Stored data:

begin

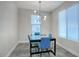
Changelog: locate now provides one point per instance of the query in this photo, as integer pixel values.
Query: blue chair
(44, 44)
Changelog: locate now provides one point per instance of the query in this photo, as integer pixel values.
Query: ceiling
(47, 6)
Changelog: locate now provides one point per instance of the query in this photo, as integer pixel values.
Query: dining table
(37, 39)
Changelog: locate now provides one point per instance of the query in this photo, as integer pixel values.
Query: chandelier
(38, 12)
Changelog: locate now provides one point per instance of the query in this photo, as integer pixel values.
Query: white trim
(68, 49)
(9, 53)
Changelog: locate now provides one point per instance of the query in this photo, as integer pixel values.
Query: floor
(22, 50)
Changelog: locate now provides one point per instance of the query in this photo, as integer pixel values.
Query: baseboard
(68, 49)
(23, 42)
(12, 50)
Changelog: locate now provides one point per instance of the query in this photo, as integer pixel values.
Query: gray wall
(25, 23)
(8, 27)
(67, 44)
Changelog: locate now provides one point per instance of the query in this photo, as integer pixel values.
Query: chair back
(29, 37)
(45, 43)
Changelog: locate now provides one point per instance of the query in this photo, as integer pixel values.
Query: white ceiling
(34, 5)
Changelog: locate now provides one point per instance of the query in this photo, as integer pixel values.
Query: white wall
(25, 27)
(8, 27)
(67, 44)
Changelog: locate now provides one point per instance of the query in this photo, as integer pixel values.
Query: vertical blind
(69, 23)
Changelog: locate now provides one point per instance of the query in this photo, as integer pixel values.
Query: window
(72, 17)
(68, 23)
(35, 21)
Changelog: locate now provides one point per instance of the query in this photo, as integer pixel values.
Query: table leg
(55, 47)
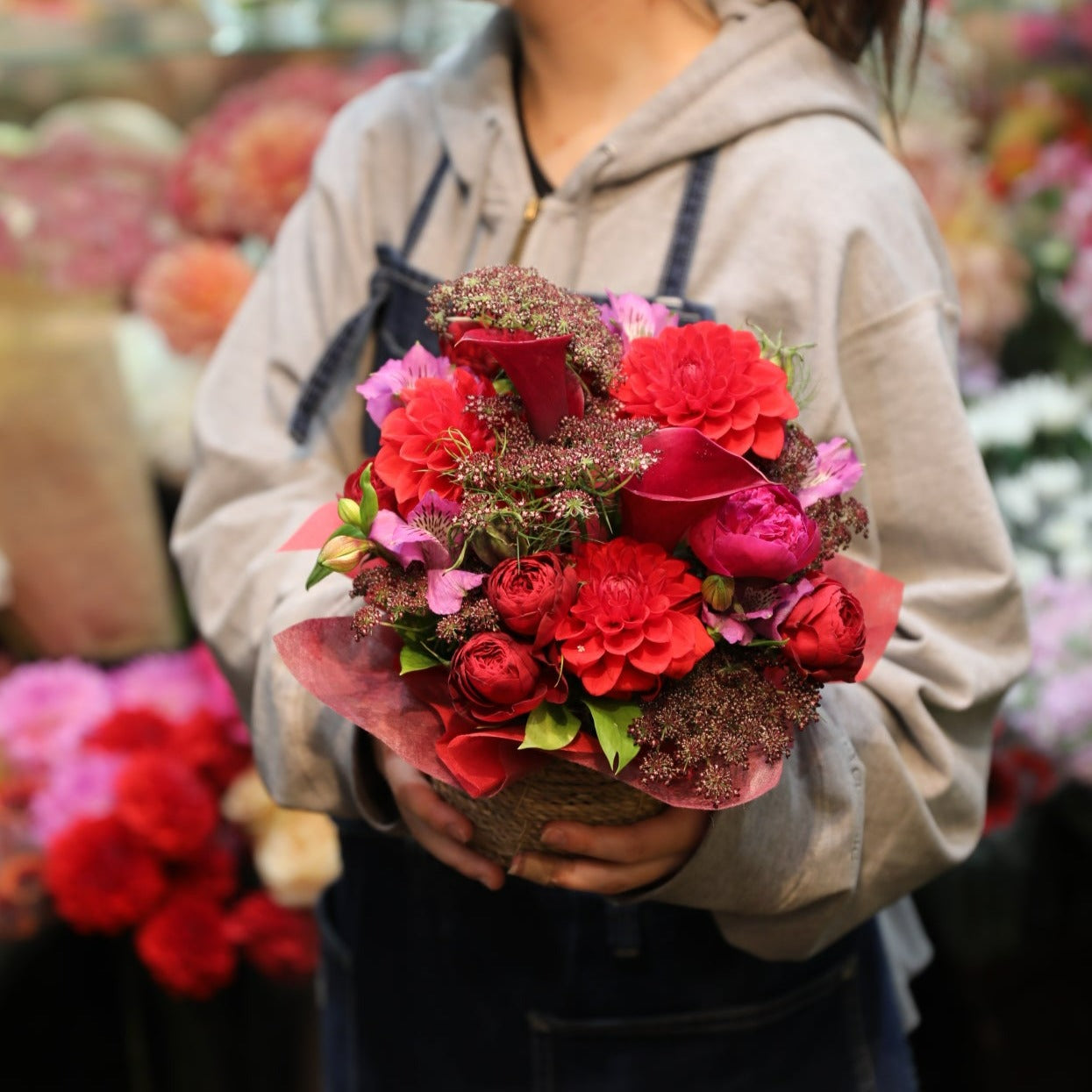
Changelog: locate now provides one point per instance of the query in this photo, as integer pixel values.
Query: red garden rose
(422, 440)
(102, 878)
(494, 678)
(280, 941)
(384, 494)
(634, 618)
(757, 532)
(824, 632)
(532, 594)
(186, 946)
(166, 805)
(710, 377)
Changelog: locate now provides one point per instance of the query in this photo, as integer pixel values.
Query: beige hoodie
(811, 228)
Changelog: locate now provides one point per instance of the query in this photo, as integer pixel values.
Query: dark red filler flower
(103, 879)
(186, 946)
(824, 632)
(280, 941)
(634, 619)
(495, 678)
(709, 377)
(166, 803)
(423, 440)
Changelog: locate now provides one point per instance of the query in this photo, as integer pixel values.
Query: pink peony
(757, 532)
(47, 708)
(192, 290)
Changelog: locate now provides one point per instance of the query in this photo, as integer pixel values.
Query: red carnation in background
(281, 943)
(212, 874)
(423, 439)
(103, 879)
(206, 744)
(132, 730)
(186, 946)
(634, 618)
(712, 378)
(166, 803)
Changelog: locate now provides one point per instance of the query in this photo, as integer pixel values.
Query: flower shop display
(625, 560)
(119, 795)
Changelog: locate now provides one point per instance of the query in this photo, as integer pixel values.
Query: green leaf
(319, 573)
(611, 718)
(551, 727)
(413, 658)
(369, 499)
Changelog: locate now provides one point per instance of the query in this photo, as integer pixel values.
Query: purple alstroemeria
(834, 469)
(632, 316)
(757, 610)
(383, 388)
(427, 538)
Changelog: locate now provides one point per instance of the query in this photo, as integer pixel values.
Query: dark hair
(850, 26)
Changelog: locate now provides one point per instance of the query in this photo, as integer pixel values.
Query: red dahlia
(102, 878)
(281, 943)
(423, 439)
(712, 378)
(634, 619)
(166, 805)
(186, 946)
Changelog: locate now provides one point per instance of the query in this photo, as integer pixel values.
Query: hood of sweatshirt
(763, 68)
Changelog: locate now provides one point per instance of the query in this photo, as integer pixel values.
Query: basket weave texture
(512, 819)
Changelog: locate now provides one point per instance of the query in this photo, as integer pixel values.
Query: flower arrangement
(622, 558)
(119, 811)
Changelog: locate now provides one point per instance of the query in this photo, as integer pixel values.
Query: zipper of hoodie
(530, 215)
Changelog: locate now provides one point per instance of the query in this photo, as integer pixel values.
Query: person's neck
(587, 65)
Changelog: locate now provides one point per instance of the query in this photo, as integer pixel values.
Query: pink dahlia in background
(83, 789)
(270, 159)
(191, 290)
(712, 378)
(186, 946)
(48, 708)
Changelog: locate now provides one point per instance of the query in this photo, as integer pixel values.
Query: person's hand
(613, 860)
(437, 825)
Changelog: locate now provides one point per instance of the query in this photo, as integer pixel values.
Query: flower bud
(717, 591)
(348, 511)
(343, 553)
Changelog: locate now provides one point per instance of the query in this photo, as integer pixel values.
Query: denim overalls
(429, 981)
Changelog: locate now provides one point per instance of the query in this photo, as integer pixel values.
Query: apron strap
(344, 350)
(425, 205)
(676, 272)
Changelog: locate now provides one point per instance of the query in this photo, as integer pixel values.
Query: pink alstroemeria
(632, 316)
(383, 388)
(756, 611)
(427, 538)
(834, 469)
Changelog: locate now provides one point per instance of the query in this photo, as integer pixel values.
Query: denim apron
(429, 981)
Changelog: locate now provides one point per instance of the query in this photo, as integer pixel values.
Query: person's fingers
(581, 874)
(671, 832)
(439, 828)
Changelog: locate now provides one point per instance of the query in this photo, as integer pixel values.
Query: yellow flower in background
(296, 853)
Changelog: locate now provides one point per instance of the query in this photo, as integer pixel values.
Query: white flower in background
(1054, 480)
(161, 387)
(1017, 500)
(1032, 566)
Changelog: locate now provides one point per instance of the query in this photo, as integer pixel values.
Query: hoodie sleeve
(253, 486)
(888, 789)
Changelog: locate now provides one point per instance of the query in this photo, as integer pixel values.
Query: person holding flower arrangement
(717, 161)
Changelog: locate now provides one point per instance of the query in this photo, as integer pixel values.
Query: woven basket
(512, 819)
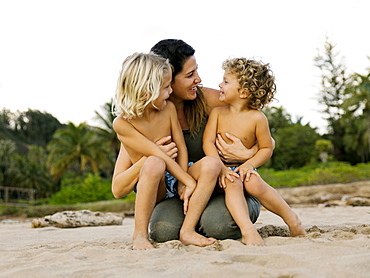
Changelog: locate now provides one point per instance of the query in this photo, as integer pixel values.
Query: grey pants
(215, 221)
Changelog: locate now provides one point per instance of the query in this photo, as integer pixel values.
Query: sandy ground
(337, 245)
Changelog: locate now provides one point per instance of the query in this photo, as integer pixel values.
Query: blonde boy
(247, 86)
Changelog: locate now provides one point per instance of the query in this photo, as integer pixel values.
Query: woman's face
(184, 83)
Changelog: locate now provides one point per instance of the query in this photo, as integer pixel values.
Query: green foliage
(35, 127)
(93, 188)
(325, 173)
(77, 146)
(295, 146)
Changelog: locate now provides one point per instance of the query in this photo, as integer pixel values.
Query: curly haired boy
(247, 86)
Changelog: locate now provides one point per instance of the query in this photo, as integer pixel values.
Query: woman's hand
(168, 146)
(185, 192)
(235, 152)
(226, 174)
(245, 171)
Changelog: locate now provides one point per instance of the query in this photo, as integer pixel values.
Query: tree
(78, 148)
(333, 82)
(106, 128)
(7, 150)
(30, 171)
(35, 127)
(356, 119)
(294, 146)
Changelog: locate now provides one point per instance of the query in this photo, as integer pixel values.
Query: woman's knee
(210, 164)
(153, 166)
(166, 220)
(256, 186)
(216, 221)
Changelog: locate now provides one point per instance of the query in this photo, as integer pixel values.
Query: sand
(337, 245)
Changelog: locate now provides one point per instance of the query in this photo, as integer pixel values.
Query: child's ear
(244, 92)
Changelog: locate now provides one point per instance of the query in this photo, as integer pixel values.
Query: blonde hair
(139, 83)
(256, 77)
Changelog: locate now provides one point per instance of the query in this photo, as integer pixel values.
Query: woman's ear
(244, 93)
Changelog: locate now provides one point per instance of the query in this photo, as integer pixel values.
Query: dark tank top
(194, 145)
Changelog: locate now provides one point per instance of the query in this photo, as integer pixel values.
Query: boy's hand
(226, 174)
(245, 172)
(185, 192)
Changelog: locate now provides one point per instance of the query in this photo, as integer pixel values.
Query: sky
(64, 57)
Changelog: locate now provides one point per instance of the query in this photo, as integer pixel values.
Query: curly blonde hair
(256, 77)
(139, 83)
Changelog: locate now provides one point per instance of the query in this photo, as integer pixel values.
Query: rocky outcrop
(350, 194)
(74, 219)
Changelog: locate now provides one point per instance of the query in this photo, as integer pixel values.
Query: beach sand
(337, 245)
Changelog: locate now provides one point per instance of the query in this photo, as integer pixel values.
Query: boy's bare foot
(141, 241)
(253, 238)
(190, 237)
(297, 229)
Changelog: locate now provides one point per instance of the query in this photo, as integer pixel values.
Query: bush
(325, 173)
(93, 188)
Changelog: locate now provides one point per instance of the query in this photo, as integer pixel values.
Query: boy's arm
(178, 138)
(265, 142)
(210, 149)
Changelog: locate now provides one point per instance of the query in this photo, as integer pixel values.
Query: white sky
(64, 57)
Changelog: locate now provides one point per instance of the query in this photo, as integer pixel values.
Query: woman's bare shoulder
(212, 97)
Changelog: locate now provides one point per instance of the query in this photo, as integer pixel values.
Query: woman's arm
(126, 174)
(133, 139)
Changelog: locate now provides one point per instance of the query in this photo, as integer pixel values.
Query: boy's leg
(205, 172)
(150, 188)
(216, 220)
(273, 202)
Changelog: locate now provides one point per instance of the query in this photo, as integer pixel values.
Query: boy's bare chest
(240, 126)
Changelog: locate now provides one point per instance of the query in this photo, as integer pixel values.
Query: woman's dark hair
(176, 51)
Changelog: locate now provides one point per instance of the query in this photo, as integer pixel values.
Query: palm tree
(106, 127)
(76, 146)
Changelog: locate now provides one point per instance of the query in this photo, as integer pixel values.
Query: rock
(350, 194)
(358, 201)
(74, 219)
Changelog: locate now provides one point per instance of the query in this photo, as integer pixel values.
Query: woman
(193, 105)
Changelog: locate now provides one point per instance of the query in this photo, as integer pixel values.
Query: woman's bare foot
(141, 241)
(253, 238)
(296, 227)
(190, 237)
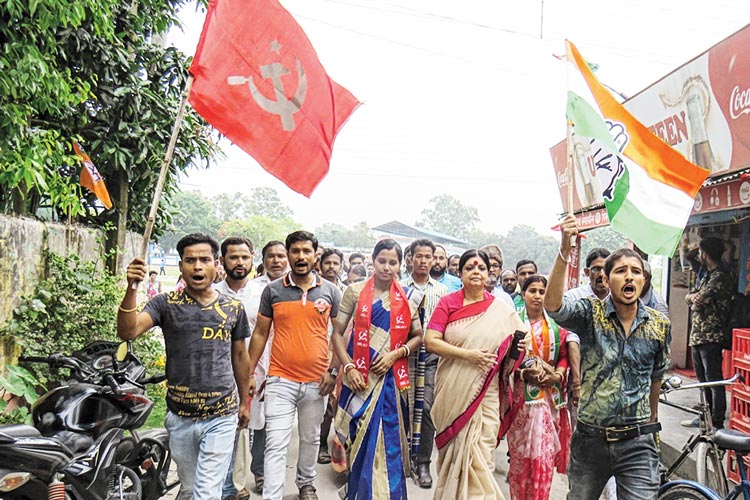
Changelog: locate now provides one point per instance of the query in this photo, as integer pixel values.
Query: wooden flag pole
(163, 173)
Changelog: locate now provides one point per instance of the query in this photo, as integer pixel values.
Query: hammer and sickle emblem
(281, 106)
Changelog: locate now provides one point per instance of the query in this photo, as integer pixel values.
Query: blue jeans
(634, 463)
(202, 450)
(707, 360)
(285, 399)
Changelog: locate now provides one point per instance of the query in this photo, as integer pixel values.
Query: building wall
(23, 243)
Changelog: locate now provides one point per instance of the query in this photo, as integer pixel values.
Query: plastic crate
(733, 472)
(741, 344)
(727, 366)
(743, 368)
(740, 406)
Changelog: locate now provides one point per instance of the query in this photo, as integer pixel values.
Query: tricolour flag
(258, 80)
(648, 187)
(90, 178)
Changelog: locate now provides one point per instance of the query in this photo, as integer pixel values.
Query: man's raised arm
(131, 323)
(556, 284)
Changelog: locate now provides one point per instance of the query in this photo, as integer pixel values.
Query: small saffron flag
(648, 187)
(90, 178)
(258, 81)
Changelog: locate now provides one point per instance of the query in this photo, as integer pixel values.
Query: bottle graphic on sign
(702, 153)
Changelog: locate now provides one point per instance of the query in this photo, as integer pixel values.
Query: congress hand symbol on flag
(90, 177)
(258, 81)
(648, 187)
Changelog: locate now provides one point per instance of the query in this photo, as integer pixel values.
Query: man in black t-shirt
(207, 365)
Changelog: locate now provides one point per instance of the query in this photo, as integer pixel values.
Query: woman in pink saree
(539, 435)
(472, 332)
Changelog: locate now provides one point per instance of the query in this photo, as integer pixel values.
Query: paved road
(328, 481)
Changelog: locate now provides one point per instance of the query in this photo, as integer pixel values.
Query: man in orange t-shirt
(299, 306)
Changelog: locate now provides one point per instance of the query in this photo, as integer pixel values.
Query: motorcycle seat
(20, 430)
(76, 443)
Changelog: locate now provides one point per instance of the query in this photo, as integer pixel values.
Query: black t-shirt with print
(198, 340)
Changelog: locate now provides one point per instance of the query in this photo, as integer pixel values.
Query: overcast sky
(465, 97)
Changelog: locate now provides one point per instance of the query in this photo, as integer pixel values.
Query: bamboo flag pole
(569, 173)
(163, 173)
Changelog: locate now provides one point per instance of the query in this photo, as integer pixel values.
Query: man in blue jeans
(298, 306)
(624, 354)
(207, 364)
(709, 311)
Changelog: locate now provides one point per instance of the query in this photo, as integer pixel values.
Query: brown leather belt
(619, 432)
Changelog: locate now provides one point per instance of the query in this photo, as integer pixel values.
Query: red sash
(399, 330)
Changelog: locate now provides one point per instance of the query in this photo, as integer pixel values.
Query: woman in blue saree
(372, 418)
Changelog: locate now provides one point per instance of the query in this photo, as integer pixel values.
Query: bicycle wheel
(708, 468)
(683, 493)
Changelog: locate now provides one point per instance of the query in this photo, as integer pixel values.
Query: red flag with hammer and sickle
(259, 82)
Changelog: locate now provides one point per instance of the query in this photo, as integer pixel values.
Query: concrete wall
(23, 243)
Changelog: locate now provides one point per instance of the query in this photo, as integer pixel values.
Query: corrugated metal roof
(401, 229)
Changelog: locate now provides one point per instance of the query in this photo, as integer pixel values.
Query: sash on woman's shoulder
(452, 430)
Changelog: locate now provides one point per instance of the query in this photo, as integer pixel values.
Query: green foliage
(192, 213)
(602, 237)
(524, 242)
(449, 216)
(73, 305)
(22, 385)
(88, 71)
(260, 216)
(259, 229)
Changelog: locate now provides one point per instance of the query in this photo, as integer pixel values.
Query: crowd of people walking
(424, 350)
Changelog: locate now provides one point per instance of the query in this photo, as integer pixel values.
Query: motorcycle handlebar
(154, 379)
(112, 383)
(34, 359)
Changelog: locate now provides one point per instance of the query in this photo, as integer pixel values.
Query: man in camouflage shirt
(624, 354)
(709, 311)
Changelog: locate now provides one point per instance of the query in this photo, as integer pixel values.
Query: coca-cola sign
(739, 102)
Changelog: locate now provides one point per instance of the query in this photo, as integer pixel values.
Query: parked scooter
(84, 444)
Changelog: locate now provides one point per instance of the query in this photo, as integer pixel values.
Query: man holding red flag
(299, 379)
(259, 82)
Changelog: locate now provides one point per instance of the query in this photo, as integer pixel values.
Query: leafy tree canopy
(89, 71)
(260, 215)
(449, 216)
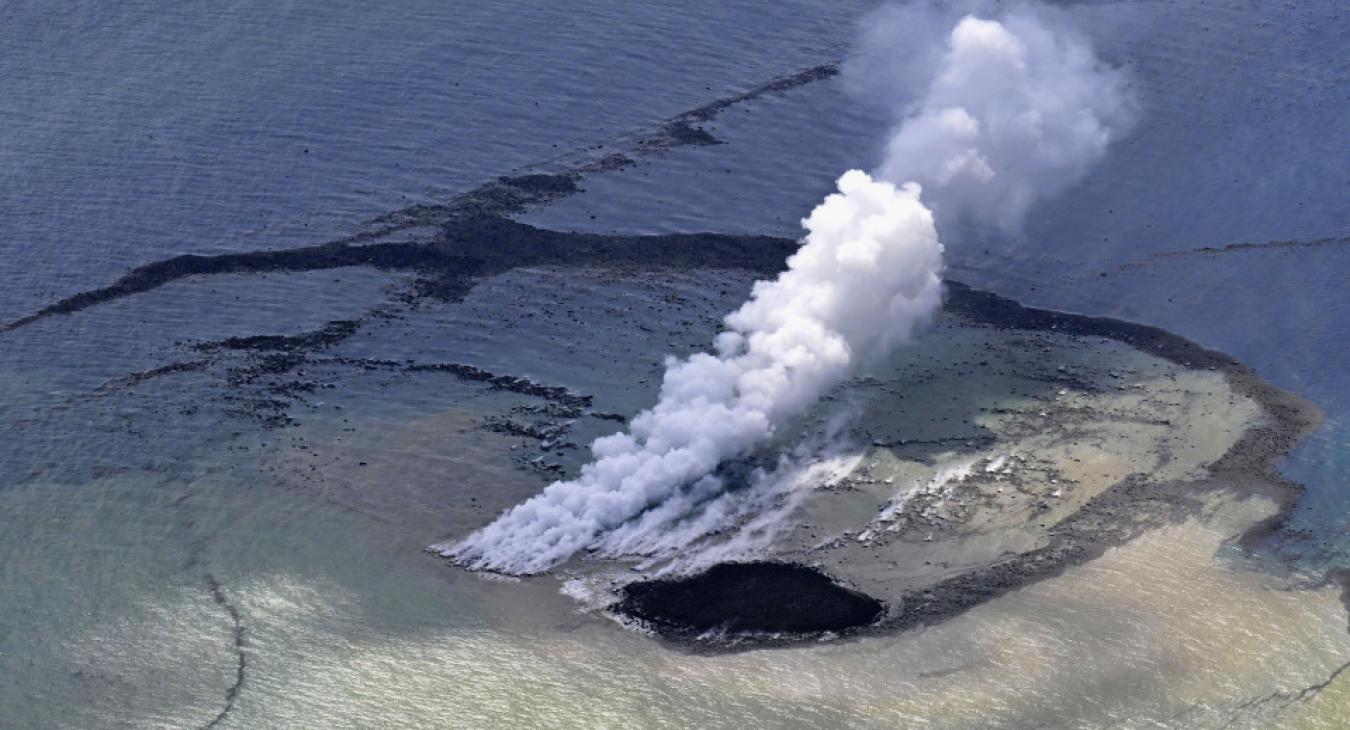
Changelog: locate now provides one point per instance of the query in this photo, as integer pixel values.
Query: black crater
(748, 598)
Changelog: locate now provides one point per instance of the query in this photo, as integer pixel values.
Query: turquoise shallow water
(149, 130)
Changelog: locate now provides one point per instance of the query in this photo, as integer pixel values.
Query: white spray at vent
(1013, 112)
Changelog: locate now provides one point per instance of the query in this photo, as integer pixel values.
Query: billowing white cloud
(1014, 111)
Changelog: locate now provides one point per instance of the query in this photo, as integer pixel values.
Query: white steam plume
(1015, 109)
(1013, 112)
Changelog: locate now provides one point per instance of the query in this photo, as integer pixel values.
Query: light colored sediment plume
(1013, 111)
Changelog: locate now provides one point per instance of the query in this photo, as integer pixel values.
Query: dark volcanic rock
(748, 598)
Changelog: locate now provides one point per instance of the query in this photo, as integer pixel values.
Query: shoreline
(469, 251)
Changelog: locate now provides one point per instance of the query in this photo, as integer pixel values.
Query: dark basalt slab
(747, 599)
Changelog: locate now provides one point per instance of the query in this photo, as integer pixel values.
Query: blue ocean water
(141, 130)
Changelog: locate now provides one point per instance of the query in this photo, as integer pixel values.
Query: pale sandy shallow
(350, 625)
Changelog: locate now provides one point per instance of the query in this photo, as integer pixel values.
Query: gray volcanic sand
(315, 535)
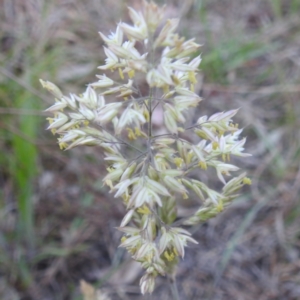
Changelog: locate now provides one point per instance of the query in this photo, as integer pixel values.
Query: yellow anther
(202, 165)
(166, 89)
(247, 180)
(63, 146)
(215, 145)
(192, 77)
(224, 157)
(178, 161)
(131, 134)
(131, 73)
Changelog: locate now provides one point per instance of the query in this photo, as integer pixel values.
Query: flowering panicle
(150, 182)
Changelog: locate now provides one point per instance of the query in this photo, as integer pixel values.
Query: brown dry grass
(251, 60)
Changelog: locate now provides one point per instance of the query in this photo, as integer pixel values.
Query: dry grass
(250, 60)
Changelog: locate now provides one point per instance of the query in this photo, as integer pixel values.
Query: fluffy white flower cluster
(150, 183)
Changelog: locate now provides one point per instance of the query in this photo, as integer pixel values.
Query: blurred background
(57, 222)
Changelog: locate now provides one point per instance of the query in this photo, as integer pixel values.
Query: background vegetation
(57, 221)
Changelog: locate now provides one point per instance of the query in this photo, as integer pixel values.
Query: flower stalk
(155, 69)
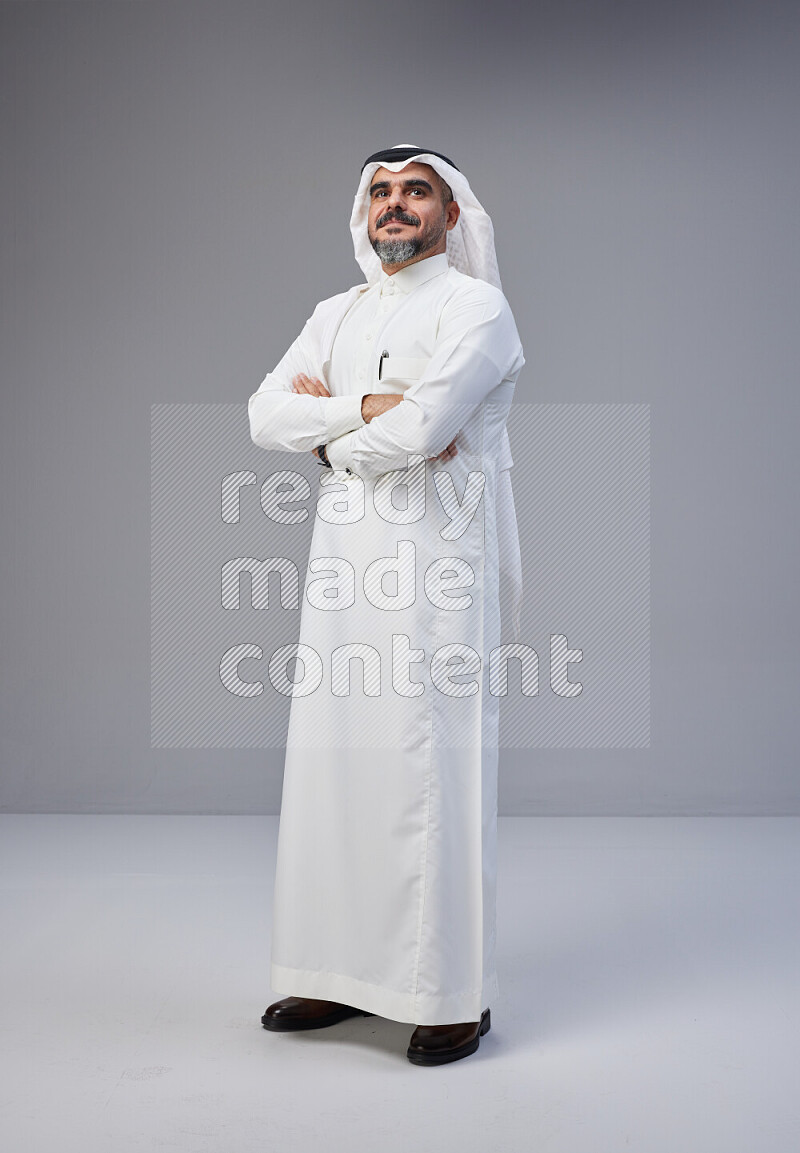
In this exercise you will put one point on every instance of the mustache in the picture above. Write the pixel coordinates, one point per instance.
(399, 217)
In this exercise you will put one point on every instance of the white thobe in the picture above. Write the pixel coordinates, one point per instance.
(385, 880)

end

## REQUIREMENT
From the line holding "of the mustache" through the last line above, reproduce each line exactly and add nothing.

## ANSWER IN FULL
In this exercise you will put one point on every instance of the mustache in the picture above. Write the pixel coordinates, one point per instance.
(399, 217)
In this exercise you will put one point on every instance of the white thobe in the picture above. Write the pixel coordinates, one point per instance.
(385, 880)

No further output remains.